Given text:

..............................

Astronomers Keivan Stassun of Vanderbilt University and Robert Mathieu of the University of Wisconsin-Madison headed up the study.

They sifted through 15 years' worth of observations of thousands of stars, looking for stellar winks, which suggest a star has just eclipsed its partner.

In eclipsing binaries, the two stars as viewed from Earth revolve around an axis that is edge-on to us. Periodically, the stars eclipse, or pass in front of, each other.

Sure enough, they saw a dip in light where the new eclipsing binary resides.

Both stars are about 41 percent that of the sun's mass. Each star is about 1.7 to 1.8 times the size of the sun, though the astronomers estimate one could be about 10 percent larger than the other.

The observations come from the Kitt Peak National Observatory in Arizona and the SMARTS telescopes at the Cerro Tololo Inter-American Observatory in Chile.

Stellar genetics

Like humans' genetic material, mass and composition for stars can be akin to destiny, according to Stassun. Human identical twins, which come from the same egg, carry matching DNA and everything that comes with it, including spitting-image looks.

And that's what astronomers would've assumed about two same-mass stars orbiting each other.

"The mass of a star is the physical characteristic that, more than anything else, determines how the star will go through its life. Mass is destiny for a star," Stassun told SPACE.com. "If you have two stars with the same mass, their destinies ought to be the same. Or so we thought."

Stassun and Mathieu found some glaring differences. One star is twice as bright as its sister. This showy twin also has a surface temperature that's about 300 degrees higher than its twin's.

Birth order

These features make sense with a birth-order scenario suggested by the astronomers.

Here's how they think it works:

Within Orion's stellar nursery, cloudlets of gas and dust are slowly collapsing in under their own weight, i.e. celestial conception. As the clumps of gas and dust condense and get smaller and smaller, they heat up until eventually they light up as full-fledged stars.

Most cloudlets pop out newborn stars at roughly the same time, Stassun said. But for the newly discovered twins, one star likely emerged roughly a half million year before its sibling.

That means the elder star would be slightly ahead of its sibling in the star-formation process and hence would have shed some of its heat and contracted more, explaining why one star (the elder) has a smaller size, lower temperature and glows fainter than the younger one.

Since the older star has contracted more, it just crams the same mass into a smaller package.

"Our best interpretation at this point is that the reason we're seeing these physical differences is because there was a birth order between the twins," Stassun said. "One of them was born a little before the other one."

Stassun said they aren't sure "what was going on when the two stars were still in the womb; was one being fed more than the other?"

Astronomers speculate stars tend to come in pairs, though eclipsing binaries are less common. And finding identical twins eclipsing, to boot, is like spotting that needle in a haystack, Stassun said.

The study was funded by the National Science Foundation and a Cottrell Scholar award from the Research Corporation.

..............................

Saved entries:

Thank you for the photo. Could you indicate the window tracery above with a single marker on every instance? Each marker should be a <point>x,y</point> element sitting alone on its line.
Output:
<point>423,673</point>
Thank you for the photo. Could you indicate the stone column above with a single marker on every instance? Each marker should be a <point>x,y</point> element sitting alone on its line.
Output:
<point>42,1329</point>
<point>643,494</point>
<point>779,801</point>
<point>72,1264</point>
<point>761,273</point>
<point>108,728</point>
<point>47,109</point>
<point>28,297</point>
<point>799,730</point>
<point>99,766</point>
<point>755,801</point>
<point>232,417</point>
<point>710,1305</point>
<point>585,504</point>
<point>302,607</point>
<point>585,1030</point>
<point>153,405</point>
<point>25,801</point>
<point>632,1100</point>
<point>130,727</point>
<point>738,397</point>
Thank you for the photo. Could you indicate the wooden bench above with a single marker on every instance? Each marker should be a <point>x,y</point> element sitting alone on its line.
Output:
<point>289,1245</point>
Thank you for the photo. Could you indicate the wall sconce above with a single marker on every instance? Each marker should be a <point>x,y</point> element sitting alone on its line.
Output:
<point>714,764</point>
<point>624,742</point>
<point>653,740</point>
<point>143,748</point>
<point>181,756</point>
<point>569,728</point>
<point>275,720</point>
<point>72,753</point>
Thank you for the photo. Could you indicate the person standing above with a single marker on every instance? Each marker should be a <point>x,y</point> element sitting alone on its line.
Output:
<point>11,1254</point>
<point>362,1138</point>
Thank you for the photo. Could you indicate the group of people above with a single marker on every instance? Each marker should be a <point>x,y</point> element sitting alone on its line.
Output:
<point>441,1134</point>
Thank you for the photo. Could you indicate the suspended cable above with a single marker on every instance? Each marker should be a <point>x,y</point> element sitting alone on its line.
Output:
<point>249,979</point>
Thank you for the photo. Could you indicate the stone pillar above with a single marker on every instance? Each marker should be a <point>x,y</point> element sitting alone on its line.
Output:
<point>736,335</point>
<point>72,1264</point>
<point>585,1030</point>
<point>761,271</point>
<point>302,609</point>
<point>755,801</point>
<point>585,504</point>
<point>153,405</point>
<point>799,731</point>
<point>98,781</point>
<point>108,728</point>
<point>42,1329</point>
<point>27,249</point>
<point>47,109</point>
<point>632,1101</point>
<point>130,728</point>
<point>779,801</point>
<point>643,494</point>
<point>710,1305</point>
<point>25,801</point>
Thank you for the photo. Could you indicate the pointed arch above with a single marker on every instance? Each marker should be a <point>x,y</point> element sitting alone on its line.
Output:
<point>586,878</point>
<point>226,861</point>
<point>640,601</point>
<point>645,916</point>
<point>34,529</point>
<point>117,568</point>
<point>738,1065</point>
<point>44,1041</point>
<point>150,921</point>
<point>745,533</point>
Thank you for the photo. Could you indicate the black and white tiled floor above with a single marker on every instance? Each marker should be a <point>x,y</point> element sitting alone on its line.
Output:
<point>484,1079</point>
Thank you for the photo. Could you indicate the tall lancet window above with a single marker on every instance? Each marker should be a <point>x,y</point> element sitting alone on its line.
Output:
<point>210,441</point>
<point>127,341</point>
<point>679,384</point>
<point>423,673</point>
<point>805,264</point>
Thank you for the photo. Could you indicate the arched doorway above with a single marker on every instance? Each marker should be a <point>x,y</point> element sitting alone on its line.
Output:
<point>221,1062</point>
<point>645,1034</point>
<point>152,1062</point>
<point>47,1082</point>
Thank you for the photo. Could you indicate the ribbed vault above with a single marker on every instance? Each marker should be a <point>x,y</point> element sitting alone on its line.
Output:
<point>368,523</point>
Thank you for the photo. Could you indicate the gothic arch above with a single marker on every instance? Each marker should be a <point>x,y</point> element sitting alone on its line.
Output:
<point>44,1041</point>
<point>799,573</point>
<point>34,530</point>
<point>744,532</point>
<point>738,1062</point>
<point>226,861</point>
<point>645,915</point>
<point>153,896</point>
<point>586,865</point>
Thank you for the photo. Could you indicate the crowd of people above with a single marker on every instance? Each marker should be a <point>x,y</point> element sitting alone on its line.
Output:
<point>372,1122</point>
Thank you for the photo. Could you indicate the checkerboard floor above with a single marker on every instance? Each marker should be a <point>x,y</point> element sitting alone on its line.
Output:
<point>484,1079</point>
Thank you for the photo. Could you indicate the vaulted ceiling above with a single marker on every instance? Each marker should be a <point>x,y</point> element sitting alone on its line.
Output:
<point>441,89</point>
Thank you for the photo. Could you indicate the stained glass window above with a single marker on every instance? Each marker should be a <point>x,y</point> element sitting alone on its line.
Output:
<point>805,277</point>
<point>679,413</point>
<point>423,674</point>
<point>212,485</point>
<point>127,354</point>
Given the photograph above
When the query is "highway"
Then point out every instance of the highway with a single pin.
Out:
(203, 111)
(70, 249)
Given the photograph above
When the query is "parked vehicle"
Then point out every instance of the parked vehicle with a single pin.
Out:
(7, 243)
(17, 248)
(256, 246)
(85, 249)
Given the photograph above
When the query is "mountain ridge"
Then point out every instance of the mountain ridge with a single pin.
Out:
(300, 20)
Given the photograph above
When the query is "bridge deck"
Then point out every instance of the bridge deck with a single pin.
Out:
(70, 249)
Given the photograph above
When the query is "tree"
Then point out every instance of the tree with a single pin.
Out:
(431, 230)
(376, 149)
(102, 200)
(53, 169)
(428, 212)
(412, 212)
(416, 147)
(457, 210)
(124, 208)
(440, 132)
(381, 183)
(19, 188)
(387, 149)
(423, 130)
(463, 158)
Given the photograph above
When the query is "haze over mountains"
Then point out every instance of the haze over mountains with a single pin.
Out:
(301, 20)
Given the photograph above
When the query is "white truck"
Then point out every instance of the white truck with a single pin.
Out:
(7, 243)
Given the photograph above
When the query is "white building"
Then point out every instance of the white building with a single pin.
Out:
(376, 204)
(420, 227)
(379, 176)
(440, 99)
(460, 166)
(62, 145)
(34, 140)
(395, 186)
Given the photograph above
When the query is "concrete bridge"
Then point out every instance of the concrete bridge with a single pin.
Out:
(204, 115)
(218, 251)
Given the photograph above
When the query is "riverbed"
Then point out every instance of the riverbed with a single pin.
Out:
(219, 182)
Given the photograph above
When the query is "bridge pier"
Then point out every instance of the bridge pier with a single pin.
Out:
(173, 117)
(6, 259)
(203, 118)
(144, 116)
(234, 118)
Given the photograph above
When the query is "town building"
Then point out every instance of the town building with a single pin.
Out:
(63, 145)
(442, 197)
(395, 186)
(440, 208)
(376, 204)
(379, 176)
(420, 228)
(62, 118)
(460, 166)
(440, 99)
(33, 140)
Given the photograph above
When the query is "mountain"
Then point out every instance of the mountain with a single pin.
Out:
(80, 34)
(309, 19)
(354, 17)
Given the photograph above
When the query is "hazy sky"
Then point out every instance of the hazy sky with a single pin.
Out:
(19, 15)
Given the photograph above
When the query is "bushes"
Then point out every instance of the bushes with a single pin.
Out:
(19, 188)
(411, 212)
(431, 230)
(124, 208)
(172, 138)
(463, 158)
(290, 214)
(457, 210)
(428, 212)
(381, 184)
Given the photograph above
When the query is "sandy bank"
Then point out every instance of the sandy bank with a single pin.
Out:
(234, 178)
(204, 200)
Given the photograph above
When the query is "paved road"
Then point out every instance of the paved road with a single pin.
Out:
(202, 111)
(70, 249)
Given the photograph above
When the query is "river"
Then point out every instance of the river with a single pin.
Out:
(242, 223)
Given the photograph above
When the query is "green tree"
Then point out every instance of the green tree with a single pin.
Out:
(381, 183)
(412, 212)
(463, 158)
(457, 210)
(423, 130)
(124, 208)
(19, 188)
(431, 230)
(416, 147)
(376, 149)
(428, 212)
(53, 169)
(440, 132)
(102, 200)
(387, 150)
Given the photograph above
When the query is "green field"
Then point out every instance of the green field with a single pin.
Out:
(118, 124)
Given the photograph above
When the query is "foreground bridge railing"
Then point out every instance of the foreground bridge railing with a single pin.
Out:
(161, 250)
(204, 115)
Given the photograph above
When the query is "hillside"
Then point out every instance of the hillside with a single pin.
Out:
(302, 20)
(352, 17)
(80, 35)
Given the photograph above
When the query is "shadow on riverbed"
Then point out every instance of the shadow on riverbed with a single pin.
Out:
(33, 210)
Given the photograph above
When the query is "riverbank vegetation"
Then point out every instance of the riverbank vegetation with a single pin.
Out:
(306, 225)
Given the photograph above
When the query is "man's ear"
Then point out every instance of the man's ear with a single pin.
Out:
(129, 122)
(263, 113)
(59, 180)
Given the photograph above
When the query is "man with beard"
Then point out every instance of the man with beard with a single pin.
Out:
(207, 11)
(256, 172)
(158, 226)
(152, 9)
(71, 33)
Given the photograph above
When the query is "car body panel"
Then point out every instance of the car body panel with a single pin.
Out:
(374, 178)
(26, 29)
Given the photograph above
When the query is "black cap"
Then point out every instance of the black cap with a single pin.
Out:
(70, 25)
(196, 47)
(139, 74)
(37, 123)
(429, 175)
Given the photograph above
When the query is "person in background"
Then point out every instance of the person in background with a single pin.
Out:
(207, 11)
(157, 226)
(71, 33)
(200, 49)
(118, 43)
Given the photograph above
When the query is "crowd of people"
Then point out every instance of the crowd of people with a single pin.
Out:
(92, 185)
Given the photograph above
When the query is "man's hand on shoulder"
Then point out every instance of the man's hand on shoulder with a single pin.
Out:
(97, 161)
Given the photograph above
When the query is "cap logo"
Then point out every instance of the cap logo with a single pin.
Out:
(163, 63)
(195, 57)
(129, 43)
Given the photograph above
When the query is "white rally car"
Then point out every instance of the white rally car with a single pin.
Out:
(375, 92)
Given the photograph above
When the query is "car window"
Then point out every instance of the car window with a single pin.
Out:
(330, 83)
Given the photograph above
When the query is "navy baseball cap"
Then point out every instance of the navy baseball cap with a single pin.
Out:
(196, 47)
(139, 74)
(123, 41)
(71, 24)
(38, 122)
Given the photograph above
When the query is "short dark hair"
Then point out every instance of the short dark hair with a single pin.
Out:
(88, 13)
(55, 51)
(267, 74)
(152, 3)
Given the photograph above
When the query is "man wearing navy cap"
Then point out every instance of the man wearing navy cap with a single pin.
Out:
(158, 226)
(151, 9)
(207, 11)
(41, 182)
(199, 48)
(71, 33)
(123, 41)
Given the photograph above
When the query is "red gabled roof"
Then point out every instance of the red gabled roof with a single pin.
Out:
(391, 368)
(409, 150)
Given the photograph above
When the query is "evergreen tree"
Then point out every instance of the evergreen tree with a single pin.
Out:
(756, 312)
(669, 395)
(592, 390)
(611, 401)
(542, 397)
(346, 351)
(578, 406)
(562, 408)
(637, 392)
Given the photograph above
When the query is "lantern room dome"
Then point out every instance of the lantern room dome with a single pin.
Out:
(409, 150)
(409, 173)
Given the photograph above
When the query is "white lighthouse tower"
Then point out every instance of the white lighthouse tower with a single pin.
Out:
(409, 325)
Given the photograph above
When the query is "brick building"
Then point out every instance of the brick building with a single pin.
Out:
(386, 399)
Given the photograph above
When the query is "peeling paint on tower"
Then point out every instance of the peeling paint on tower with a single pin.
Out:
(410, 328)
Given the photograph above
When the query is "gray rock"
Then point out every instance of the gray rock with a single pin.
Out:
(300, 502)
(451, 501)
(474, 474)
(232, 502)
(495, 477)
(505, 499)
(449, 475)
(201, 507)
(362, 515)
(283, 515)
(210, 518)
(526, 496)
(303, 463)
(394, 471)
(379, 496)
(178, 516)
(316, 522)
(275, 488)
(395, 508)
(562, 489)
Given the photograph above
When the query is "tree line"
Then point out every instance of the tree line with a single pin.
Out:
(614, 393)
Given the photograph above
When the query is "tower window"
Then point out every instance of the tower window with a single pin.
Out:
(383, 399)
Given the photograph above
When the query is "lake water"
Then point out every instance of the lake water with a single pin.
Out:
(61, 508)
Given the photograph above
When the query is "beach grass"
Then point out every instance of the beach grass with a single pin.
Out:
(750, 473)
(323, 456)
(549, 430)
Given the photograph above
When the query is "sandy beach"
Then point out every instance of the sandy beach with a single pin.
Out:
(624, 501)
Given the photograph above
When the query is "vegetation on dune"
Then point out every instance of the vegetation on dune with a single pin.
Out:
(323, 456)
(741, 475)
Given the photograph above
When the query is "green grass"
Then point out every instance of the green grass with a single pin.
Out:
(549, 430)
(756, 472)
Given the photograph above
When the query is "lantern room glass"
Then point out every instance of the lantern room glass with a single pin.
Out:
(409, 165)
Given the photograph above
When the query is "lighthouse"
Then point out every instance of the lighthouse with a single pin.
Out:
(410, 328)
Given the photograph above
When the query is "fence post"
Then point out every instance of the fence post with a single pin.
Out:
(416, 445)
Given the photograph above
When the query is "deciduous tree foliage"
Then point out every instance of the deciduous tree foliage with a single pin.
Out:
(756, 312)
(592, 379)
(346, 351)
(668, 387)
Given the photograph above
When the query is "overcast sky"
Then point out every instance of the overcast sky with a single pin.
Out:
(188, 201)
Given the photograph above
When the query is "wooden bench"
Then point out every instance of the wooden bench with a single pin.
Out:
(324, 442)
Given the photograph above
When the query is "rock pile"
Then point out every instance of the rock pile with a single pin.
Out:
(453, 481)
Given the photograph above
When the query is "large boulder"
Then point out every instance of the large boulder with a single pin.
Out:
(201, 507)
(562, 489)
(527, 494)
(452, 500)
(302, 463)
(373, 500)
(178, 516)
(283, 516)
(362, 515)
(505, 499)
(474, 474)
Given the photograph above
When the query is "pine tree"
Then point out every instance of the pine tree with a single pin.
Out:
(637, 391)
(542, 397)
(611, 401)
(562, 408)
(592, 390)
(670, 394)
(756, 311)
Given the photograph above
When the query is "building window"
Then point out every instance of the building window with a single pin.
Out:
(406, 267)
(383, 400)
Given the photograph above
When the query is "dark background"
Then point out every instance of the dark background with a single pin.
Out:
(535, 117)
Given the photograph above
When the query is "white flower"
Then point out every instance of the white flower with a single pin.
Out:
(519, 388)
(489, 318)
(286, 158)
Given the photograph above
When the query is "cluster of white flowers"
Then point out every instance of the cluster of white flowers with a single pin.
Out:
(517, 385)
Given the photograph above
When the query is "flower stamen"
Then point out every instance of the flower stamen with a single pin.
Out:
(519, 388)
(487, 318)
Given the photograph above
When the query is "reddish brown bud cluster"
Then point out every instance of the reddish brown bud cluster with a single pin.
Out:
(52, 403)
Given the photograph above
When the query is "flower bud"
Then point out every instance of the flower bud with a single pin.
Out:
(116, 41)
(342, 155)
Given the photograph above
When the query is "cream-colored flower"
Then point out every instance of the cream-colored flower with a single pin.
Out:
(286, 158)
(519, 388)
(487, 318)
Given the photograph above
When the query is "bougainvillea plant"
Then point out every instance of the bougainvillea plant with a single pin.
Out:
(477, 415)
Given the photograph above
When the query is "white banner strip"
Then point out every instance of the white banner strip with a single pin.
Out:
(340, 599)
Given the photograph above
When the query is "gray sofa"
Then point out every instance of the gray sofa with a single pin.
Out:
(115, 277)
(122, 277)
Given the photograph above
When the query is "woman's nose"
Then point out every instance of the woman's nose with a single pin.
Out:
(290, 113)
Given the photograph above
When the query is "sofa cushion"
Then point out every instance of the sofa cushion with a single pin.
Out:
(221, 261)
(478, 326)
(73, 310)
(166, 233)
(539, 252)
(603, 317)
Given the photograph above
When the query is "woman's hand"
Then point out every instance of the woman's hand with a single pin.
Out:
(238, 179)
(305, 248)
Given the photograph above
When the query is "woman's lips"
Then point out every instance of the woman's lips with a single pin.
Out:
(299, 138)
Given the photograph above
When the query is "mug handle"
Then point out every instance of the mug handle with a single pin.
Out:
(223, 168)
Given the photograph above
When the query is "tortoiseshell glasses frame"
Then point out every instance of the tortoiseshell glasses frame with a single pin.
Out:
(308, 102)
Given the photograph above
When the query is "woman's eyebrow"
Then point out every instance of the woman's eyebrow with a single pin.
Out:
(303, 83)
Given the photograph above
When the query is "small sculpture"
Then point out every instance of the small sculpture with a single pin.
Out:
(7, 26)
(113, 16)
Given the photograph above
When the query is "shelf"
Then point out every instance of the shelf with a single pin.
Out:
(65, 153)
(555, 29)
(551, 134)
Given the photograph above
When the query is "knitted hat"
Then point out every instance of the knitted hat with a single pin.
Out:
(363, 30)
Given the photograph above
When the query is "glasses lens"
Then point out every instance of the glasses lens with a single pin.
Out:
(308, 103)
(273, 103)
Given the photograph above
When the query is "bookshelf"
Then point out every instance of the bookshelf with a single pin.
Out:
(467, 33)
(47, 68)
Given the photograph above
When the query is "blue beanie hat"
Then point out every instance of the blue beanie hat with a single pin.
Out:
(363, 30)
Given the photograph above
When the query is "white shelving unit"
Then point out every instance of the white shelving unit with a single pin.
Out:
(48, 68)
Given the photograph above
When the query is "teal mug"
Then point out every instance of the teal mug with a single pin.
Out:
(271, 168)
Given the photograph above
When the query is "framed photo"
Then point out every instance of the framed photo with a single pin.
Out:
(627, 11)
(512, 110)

..............................

Task instructions:
A - Reproduce the part of the article on the twin stars from "Stassun and Mathieu" up to and including "by the astronomers.".
B - Answer these questions from the article on the twin stars:
(i) Which two observatories supplied the observations?
(ii) By about how much is the brighter star's surface temperature higher than its twin's?
(iii) Who funded the study?
C - Decide whether each statement agrees with the article on the twin stars, and quote the words that settle it:
(i) The astronomers searched through 15 years of observations.
(ii) Each of the two stars has more mass than the sun.
(iii) The elder star glows brighter than the younger one.

Numbered answers:
A -
Stassun and Mathieu found some glaring differences. One star is twice as bright as its sister. This showy twin also has a surface temperature that's about 300 degrees higher than its twin's.

Birth order

These features make sense with a birth-order scenario suggested by the astronomers.

B -
(i) The Kitt Peak National Observatory in Arizona and the SMARTS telescopes at the Cerro Tololo Inter-American Observatory in Chile.
(ii) About 300 degrees.
(iii) The National Science Foundation and a Cottrell Scholar award from the Research Corporation.

C -
(i) Yes: "They sifted through 15 years' worth of observations of thousands of stars"
(ii) No: "Both stars are about 41 percent that of the sun's mass."
(iii) No: "explaining why one star (the elder) has a smaller size, lower temperature and glows fainter than the younger one"